Dataset excerpts on object pointing:

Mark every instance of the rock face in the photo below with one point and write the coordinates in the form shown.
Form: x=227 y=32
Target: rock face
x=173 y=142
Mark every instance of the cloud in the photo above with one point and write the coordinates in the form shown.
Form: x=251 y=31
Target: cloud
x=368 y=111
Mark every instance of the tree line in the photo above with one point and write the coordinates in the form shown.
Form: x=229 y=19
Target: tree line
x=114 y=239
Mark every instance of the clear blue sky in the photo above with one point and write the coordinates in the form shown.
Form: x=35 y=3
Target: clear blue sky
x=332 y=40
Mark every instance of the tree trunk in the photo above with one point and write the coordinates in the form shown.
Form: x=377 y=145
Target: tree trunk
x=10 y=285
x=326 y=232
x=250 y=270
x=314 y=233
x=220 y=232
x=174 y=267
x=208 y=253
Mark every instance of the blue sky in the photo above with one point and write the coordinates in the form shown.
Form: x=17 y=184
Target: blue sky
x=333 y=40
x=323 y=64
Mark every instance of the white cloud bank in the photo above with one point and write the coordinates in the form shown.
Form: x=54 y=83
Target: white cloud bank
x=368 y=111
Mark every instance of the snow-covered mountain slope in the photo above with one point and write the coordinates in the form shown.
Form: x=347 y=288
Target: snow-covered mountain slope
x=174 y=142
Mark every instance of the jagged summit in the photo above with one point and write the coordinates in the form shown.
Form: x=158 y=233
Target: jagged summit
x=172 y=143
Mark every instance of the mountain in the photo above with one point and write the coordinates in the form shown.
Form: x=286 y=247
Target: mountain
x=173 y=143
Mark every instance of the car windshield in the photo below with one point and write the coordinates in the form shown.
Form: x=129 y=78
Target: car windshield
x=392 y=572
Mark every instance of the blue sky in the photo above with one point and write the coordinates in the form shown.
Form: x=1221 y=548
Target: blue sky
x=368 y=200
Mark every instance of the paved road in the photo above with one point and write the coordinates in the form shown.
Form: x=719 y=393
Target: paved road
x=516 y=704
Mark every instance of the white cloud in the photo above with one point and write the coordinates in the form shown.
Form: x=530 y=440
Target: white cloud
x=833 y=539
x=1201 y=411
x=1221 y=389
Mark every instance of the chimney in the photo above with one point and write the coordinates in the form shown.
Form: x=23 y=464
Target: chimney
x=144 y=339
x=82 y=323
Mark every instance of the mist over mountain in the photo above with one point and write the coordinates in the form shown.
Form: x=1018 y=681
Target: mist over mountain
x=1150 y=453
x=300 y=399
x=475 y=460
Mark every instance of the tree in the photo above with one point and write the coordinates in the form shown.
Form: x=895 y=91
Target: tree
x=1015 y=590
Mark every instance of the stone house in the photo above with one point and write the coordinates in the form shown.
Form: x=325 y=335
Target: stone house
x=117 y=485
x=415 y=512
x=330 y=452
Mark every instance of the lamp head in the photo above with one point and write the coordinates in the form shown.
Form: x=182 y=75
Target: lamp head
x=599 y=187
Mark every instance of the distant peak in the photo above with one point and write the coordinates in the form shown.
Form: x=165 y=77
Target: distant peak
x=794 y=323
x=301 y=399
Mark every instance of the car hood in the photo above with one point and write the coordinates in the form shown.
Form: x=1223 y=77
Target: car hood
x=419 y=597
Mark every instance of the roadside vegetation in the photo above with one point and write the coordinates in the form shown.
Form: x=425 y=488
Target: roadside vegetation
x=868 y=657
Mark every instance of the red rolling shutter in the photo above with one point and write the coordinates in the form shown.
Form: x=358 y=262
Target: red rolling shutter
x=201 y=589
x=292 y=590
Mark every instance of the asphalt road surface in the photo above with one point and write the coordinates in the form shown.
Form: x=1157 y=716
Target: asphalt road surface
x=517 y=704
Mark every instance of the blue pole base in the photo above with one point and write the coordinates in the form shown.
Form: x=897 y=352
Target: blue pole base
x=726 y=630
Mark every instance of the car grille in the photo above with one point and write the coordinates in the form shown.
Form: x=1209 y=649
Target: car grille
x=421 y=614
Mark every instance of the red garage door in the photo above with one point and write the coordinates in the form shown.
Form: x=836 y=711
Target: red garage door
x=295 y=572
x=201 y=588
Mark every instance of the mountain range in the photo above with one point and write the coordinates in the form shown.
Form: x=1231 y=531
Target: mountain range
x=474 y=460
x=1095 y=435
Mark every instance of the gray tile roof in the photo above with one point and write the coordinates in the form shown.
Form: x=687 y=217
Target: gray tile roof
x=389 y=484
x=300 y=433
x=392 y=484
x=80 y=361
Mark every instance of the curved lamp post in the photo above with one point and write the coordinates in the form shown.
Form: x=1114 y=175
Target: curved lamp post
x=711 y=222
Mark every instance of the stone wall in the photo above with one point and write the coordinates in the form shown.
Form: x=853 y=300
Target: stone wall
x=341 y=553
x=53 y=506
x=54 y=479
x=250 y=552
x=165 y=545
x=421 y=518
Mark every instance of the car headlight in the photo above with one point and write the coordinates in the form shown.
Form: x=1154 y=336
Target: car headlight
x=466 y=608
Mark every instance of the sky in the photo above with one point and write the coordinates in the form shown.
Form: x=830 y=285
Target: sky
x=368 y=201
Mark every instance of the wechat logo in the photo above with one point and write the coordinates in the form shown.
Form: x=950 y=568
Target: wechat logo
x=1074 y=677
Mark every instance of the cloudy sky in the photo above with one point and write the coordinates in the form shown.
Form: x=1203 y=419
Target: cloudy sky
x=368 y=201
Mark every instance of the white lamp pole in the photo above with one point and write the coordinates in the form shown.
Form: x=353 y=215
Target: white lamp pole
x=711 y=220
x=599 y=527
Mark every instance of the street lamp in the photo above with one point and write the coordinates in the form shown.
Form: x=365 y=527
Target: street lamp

### Exercise requirements
From the listing above, extract every line exactly as it stands.

### Solution
Mark every instance of the rock face in the photo below with one point and write the coordinates in the form shown.
Form: x=227 y=32
Target: rock face
x=173 y=142
Mark every instance of the cloud in the photo above with one point and write the coordinates in the form shown.
Form: x=251 y=31
Target: cloud
x=368 y=111
Mark every instance of the tree line in the photo above with one point and write the coordinates in the form shown.
Form: x=229 y=19
Target: tree line
x=114 y=239
Mark every instance of the clear blue sky in the photo above with one point and write the coordinates in the form shown.
Form: x=35 y=3
Target: clear blue sky
x=332 y=40
Mark every instance of the tree trunk in the photo above with one point and write the coordinates in the form shown.
Form: x=377 y=145
Target: tree trunk
x=10 y=285
x=326 y=232
x=250 y=270
x=314 y=233
x=220 y=232
x=174 y=267
x=208 y=253
Mark every instance of the blue sky in the photo above with one point and write the coordinates in the form shown.
Form: x=17 y=184
Target: blue sky
x=333 y=40
x=323 y=64
Mark every instance of the white cloud bank in the photo above with one point and write the coordinates in the form shown.
Form: x=54 y=83
Target: white cloud bank
x=368 y=111
Mark every instance of the snow-covered mountain slope in the photo above with one point and write the coordinates in the form shown.
Form: x=347 y=288
Target: snow-covered mountain slope
x=174 y=142
Mark every instance of the jagged summit in the photo above with one point and write the coordinates in the form shown.
Form: x=158 y=233
Target: jagged summit
x=172 y=143
Mark every instance of the mountain in the photo above with one point and write the coordinates in the form shown.
Form: x=286 y=247
Target: mountain
x=173 y=143
Mark every instance of the car windshield in the photo below with one point and write the coordinates in the form shown.
Form: x=129 y=78
Target: car windshield
x=392 y=572
Mark every instance of the blue sky in the photo above with one point and write the coordinates in the form shown.
Form: x=1221 y=548
Target: blue sky
x=368 y=200
Mark every instance of the paved road in the photo above with one point and write the coordinates in the form shown.
Form: x=719 y=393
Target: paved road
x=516 y=704
Mark every instance of the white cloud in the photo above with one point and write the coordinates in the form shown.
Form: x=530 y=440
Target: white cloud
x=833 y=539
x=1201 y=411
x=1221 y=389
Mark every instance of the chimney in the photo above with one point and write the coordinates in the form shown.
Form: x=23 y=464
Target: chimney
x=144 y=339
x=82 y=323
Mark every instance of the mist over mountain in the photo above with one point and write the coordinates in the form shown.
Form: x=1018 y=681
Target: mist over mountain
x=1150 y=453
x=300 y=399
x=475 y=460
Mark every instance of the tree in the photo above with one point and write the coordinates in the form shown.
Form: x=895 y=91
Target: tree
x=1015 y=590
Mark every instance of the stone house in the photo above with one point and write the coordinates in the form shown.
Form: x=325 y=335
Target: stone house
x=117 y=485
x=415 y=512
x=330 y=452
Mark every instance of the lamp head in the photo above with one point and write the coordinates in the form shown.
Form: x=182 y=75
Target: lamp head
x=599 y=187
Mark every instance of the distant peak in the photo above with one point and write the coordinates in the form shown.
Form: x=165 y=77
Target: distant peak
x=794 y=323
x=301 y=399
Mark every instance of the car hood in the photo above with one point and write the coordinates in the form shown.
Form: x=1223 y=77
Target: car hood
x=419 y=597
Mark every instance of the roadside vegetation in the photo above with one point and write the coordinates in the form shown.
Form: x=425 y=488
Target: roadside vegetation
x=868 y=657
Mark every instance of the red rolling shutter in the photo above with one point and write the coordinates in the form shown.
Form: x=358 y=262
Target: red rolling shutter
x=201 y=589
x=292 y=590
Mark every instance of the asphalt road surface in the photo above with one point and write the coordinates in the form shown.
Form: x=1157 y=716
Target: asphalt road surface
x=517 y=704
Mark every instance of the blue pole base in the photo above with one point and write the coordinates in the form shown.
Form: x=897 y=352
Target: blue pole base
x=726 y=630
Mark every instance of the car grille in the photo above with one point and write the coordinates in the form shown.
Form: x=1209 y=649
Target: car grille
x=421 y=614
Mark every instance of the red garage door in the photo above with one point and write the coordinates in the form shown.
Form: x=836 y=711
Target: red garage door
x=295 y=572
x=201 y=588
Mark every instance of the mountain range in the photo above with one point and write the coordinates in the form shown.
Form: x=1231 y=531
Target: mountain range
x=474 y=460
x=1095 y=435
Mark every instance of the gray tile roof in the photo above with one point and write the coordinates in the form shown.
Form: x=687 y=217
Target: gray tile roof
x=389 y=484
x=300 y=433
x=392 y=484
x=80 y=361
Mark every instance of the curved lamp post in the photo above with one point and write the coordinates in the form shown.
Form: x=1114 y=175
Target: curved lamp post
x=711 y=222
Mark every instance of the stone wall in the photo above with one point and write the coordinates in the form shown.
Form: x=853 y=300
Target: stone wall
x=341 y=553
x=53 y=506
x=54 y=479
x=250 y=552
x=165 y=545
x=421 y=518
Mark every instance of the car headlight in the photo above with one point and write the coordinates in the form shown.
Form: x=1154 y=336
Target: car headlight
x=466 y=608
Mark every instance of the sky in the photo above with one point and write the coordinates in the form shown.
Form: x=830 y=285
Target: sky
x=368 y=201
Mark every instance of the wechat logo in the photo above with one point and write the coordinates in the form shown.
Form: x=950 y=568
Target: wechat logo
x=1074 y=677
Mark every instance of the cloudy sky in the photo above with one point and write the coordinates in the form shown.
Form: x=1203 y=419
Target: cloudy sky
x=368 y=201
Mark every instance of the white lamp pole in the photo above with one point and write the coordinates in the form shown.
Form: x=353 y=215
Target: white lamp pole
x=711 y=220
x=599 y=527
Mark every instance of the street lamp in the photo above with one point and write the coordinates in the form shown.
Form: x=365 y=527
Target: street lamp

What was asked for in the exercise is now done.